[Segmentation dataset excerpts]
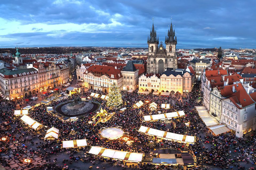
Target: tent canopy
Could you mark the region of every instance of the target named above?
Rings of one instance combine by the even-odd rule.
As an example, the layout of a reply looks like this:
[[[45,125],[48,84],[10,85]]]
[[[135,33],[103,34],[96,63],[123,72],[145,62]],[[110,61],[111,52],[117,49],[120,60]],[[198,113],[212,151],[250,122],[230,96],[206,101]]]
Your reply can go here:
[[[35,129],[37,129],[40,125],[42,126],[42,124],[26,115],[23,115],[21,119],[30,127]]]
[[[28,114],[29,111],[27,110],[14,110],[14,115],[23,115]]]
[[[59,136],[59,130],[57,129],[52,127],[47,130],[45,137],[45,139],[47,138],[55,138],[58,139]]]
[[[62,141],[62,147],[64,148],[73,148],[87,146],[87,143],[86,139],[63,141]]]
[[[172,117],[182,116],[184,115],[185,113],[184,110],[181,110],[158,114],[147,115],[143,116],[143,117],[145,121],[150,121],[151,120],[169,119]]]
[[[136,105],[137,107],[139,108],[143,105],[143,102],[142,102],[142,101],[141,100],[140,100],[138,102],[137,102],[135,104],[135,105]]]
[[[111,158],[131,162],[141,162],[143,154],[121,151],[98,146],[92,146],[88,152],[99,156]]]
[[[174,140],[180,142],[190,143],[193,143],[195,142],[194,136],[169,132],[143,126],[141,126],[138,131],[147,134],[156,136],[159,138],[165,138],[167,140]]]
[[[156,109],[157,108],[157,105],[154,102],[153,102],[149,104],[149,108],[154,108]]]
[[[163,109],[169,109],[170,108],[170,104],[162,103],[161,104],[161,107]]]
[[[227,132],[230,130],[225,125],[218,125],[209,127],[208,128],[211,129],[216,135]]]

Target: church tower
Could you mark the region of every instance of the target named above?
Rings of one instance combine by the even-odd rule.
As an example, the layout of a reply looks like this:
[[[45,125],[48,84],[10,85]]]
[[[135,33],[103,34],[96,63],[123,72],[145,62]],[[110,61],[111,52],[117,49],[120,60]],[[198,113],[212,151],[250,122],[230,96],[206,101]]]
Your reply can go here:
[[[175,69],[177,68],[176,57],[176,45],[177,38],[171,24],[168,30],[167,37],[165,37],[166,48],[163,46],[163,42],[158,45],[158,37],[157,39],[157,32],[153,24],[150,32],[150,37],[147,38],[149,45],[149,54],[147,60],[147,73],[161,74],[169,68]]]
[[[149,45],[149,54],[154,55],[157,51],[157,46],[159,44],[158,38],[157,39],[157,31],[155,31],[154,24],[152,26],[152,29],[150,31],[150,37],[147,37],[147,44]]]
[[[23,61],[22,61],[22,57],[21,56],[21,53],[19,52],[19,49],[17,47],[16,49],[16,56],[15,56],[15,63],[16,64],[22,64]]]

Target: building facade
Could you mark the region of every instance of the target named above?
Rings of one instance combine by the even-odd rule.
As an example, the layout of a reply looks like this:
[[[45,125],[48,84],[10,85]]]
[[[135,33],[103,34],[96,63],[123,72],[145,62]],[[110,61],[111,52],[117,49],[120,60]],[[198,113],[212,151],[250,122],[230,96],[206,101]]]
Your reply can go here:
[[[138,87],[139,69],[137,69],[132,61],[129,61],[121,71],[123,76],[123,90],[135,90]]]
[[[147,73],[149,74],[161,74],[168,68],[175,69],[177,67],[176,56],[177,38],[172,24],[170,30],[168,30],[167,37],[165,37],[166,48],[163,46],[162,42],[158,45],[158,38],[157,37],[156,31],[155,30],[153,24],[150,37],[148,37],[147,39],[149,54]]]
[[[123,76],[121,71],[111,66],[94,65],[83,73],[85,87],[105,93],[114,82],[120,90],[122,87]]]

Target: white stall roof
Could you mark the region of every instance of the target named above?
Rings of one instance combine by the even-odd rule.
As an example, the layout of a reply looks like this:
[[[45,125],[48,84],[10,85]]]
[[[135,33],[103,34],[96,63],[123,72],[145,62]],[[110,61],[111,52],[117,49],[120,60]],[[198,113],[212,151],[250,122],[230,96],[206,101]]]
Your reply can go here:
[[[195,142],[195,137],[177,134],[174,133],[158,130],[143,126],[141,126],[139,131],[159,138],[163,138],[166,140],[177,141],[181,142],[194,143]]]
[[[23,115],[21,118],[21,119],[30,126],[35,129],[40,125],[42,125],[41,124],[26,115]]]
[[[201,119],[205,124],[207,127],[219,124],[219,122],[210,115],[200,116]]]
[[[27,110],[14,110],[14,115],[23,115],[28,114],[29,111]]]
[[[127,109],[127,108],[126,108],[126,107],[124,107],[123,108],[122,108],[122,109],[120,109],[120,110],[121,110],[121,111],[123,111],[123,110],[125,110],[126,109]]]
[[[87,146],[86,139],[63,141],[62,141],[62,147],[63,148],[73,148]]]
[[[230,129],[225,125],[218,125],[208,128],[211,130],[216,135],[218,135],[225,132],[228,132]]]
[[[138,93],[142,93],[147,94],[149,93],[149,91],[140,91],[139,90],[138,91]]]
[[[151,120],[155,120],[159,119],[169,119],[172,117],[175,117],[178,116],[181,116],[185,115],[185,113],[183,110],[174,112],[171,113],[166,113],[154,114],[153,115],[147,115],[143,116],[144,120],[145,121],[150,121]]]
[[[141,100],[140,100],[138,102],[136,103],[135,104],[135,105],[137,106],[138,107],[139,107],[142,105],[143,105],[143,102],[142,102],[142,101]]]
[[[162,103],[161,104],[161,107],[164,109],[169,109],[170,108],[170,104]]]
[[[59,130],[53,127],[47,130],[45,137],[46,139],[50,136],[52,136],[55,139],[58,139],[59,136]]]
[[[98,146],[92,146],[88,152],[99,156],[111,158],[131,162],[141,162],[143,154],[107,149]]]

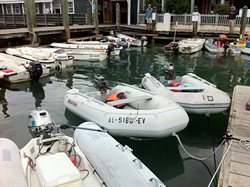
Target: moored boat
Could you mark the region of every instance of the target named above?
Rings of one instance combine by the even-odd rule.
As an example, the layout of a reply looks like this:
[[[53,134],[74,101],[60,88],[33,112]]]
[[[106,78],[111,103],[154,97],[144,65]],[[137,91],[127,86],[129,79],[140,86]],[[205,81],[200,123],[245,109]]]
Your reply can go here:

EXERCISE TASK: Return every row above word for word, leaving out the pictures.

COMPLETE OUTPUT:
Target: tent canopy
Could you mark the region of every instance of the target named above?
Rings of one instance combine by the even-odd rule.
As an example, the layout of a reply looks like this:
[[[45,125],[48,84],[10,85]]]
[[[135,33],[103,34],[96,63],[123,72],[145,62]],[[110,61],[111,52],[117,49],[120,60]],[[198,113],[212,151],[250,122],[230,96],[206,101]]]
Your reply can go here:
[[[35,129],[37,129],[40,125],[42,126],[42,124],[26,115],[23,115],[21,119],[30,127]]]
[[[28,114],[29,111],[27,110],[14,110],[14,115],[23,115]]]
[[[59,136],[59,130],[57,129],[52,127],[47,130],[45,137],[45,139],[47,138],[55,138],[58,139]]]
[[[62,141],[62,147],[64,148],[73,148],[87,146],[87,143],[86,139],[63,141]]]
[[[172,117],[182,116],[184,115],[185,113],[184,110],[181,110],[158,114],[147,115],[143,116],[143,117],[145,121],[150,121],[151,120],[169,119]]]
[[[136,105],[137,107],[139,108],[143,105],[143,102],[142,102],[142,101],[141,100],[140,100],[138,102],[137,102],[135,104],[135,105]]]
[[[111,158],[131,162],[141,162],[143,154],[121,151],[98,146],[92,146],[88,152],[99,156]]]
[[[174,140],[180,142],[190,143],[193,143],[195,142],[194,136],[169,132],[143,126],[141,126],[138,131],[147,134],[156,136],[159,138],[165,138],[167,140]]]
[[[156,109],[157,108],[157,105],[154,102],[153,102],[149,104],[149,108],[154,108]]]
[[[163,109],[169,109],[170,108],[170,104],[162,103],[161,104],[161,107]]]
[[[227,132],[230,130],[225,125],[218,125],[209,127],[208,128],[211,129],[216,135]]]

Target: church tower
Could you mark the region of every instance of the target named above?
Rings of one instance combine by the even-odd rule.
As an example, the layout of a reply looks like this:
[[[45,125],[48,84],[10,85]]]
[[[135,33],[103,34],[96,63],[123,72],[145,62]],[[110,61],[111,52],[117,49],[120,60]],[[198,113],[212,151],[250,122],[230,96],[206,101]]]
Your reply can go here:
[[[175,69],[177,68],[176,57],[176,45],[177,38],[171,24],[168,30],[167,37],[165,37],[166,48],[163,46],[163,42],[158,45],[158,37],[157,39],[157,32],[153,24],[150,32],[150,37],[147,38],[149,45],[149,54],[147,60],[147,73],[161,74],[169,68]]]
[[[149,45],[149,54],[154,55],[157,51],[157,46],[159,44],[158,38],[157,39],[157,31],[155,31],[154,24],[152,26],[152,29],[150,31],[150,37],[147,37],[147,44]]]
[[[23,61],[22,61],[22,57],[21,56],[21,53],[19,52],[19,49],[17,47],[16,49],[16,56],[15,56],[15,63],[16,64],[22,64]]]

Target: building facade
Could you mark the region of every instance of the target named above?
Rings of one instance combine by the even-odd rule.
As an example, the layout of a reply looks like this:
[[[45,125],[48,84],[10,85]]]
[[[135,33],[103,34],[96,63],[123,72],[145,62]],[[110,61],[111,52],[117,49],[120,60]],[[198,113],[212,151],[250,122],[230,96],[206,101]]]
Your reply can go here:
[[[138,87],[139,69],[137,69],[132,61],[129,61],[121,71],[123,76],[123,90],[135,90]]]
[[[147,73],[149,74],[161,74],[168,68],[175,69],[177,67],[176,56],[177,38],[172,24],[170,30],[168,30],[167,37],[165,37],[166,48],[163,46],[162,42],[158,45],[158,38],[157,37],[156,31],[155,30],[153,24],[150,37],[148,37],[147,39],[149,54]]]
[[[123,76],[121,71],[111,66],[94,65],[83,73],[85,87],[105,93],[114,82],[120,90],[122,87]]]

Target: white stall roof
Could you mark the region of every instance of the target named above?
Rings of one instance combine by the even-odd rule.
As an example, the layout of a reply looks like this:
[[[45,125],[48,84],[10,85]]]
[[[135,33],[103,34],[96,63],[123,72],[145,62]],[[110,61],[111,52],[117,49],[120,60]],[[198,113],[212,151],[250,122],[230,96],[206,101]]]
Your reply can go here:
[[[195,142],[195,137],[177,134],[174,133],[158,130],[143,126],[141,126],[139,131],[159,138],[163,138],[166,140],[177,141],[181,142],[194,143]]]
[[[23,115],[21,118],[21,119],[30,126],[35,129],[40,125],[42,125],[41,124],[26,115]]]
[[[201,119],[205,124],[207,127],[219,124],[219,122],[210,115],[200,116]]]
[[[27,110],[14,110],[14,115],[23,115],[28,114],[29,111]]]
[[[127,109],[127,108],[126,108],[126,107],[124,107],[123,108],[122,108],[122,109],[120,109],[120,110],[121,110],[121,111],[123,111],[123,110],[125,110],[126,109]]]
[[[87,146],[86,139],[63,141],[62,141],[62,147],[63,148],[73,148]]]
[[[230,129],[225,125],[218,125],[208,128],[211,130],[216,135],[218,135],[225,132],[228,132]]]
[[[138,93],[142,93],[147,94],[149,93],[149,91],[140,91],[139,90],[138,91]]]
[[[151,120],[155,120],[159,119],[169,119],[172,117],[175,117],[178,116],[181,116],[185,115],[185,113],[183,110],[174,112],[171,113],[166,113],[154,114],[153,115],[147,115],[143,116],[144,120],[145,121],[150,121]]]
[[[141,100],[140,100],[138,102],[136,103],[135,104],[135,105],[137,106],[138,107],[139,107],[142,105],[143,105],[143,102],[142,102],[142,101]]]
[[[162,103],[161,104],[161,107],[164,109],[169,109],[170,108],[170,104]]]
[[[59,130],[53,127],[47,130],[45,137],[46,139],[50,136],[52,136],[55,139],[58,139],[59,136]]]
[[[98,146],[92,146],[88,152],[99,156],[111,158],[131,162],[141,162],[143,154],[107,149]]]

Target: moored boat
Could you mark the region of every instance of the target named above?
Rings of one instance combine by the even-odd rule.
As an example, the layout of a reply looks like this:
[[[53,134],[74,101],[60,88],[33,112]]]
[[[106,78],[111,103],[154,97],[144,65]],[[137,91],[127,86],[129,79],[140,86]],[[205,81],[200,123],[245,109]]]
Your reply can go here:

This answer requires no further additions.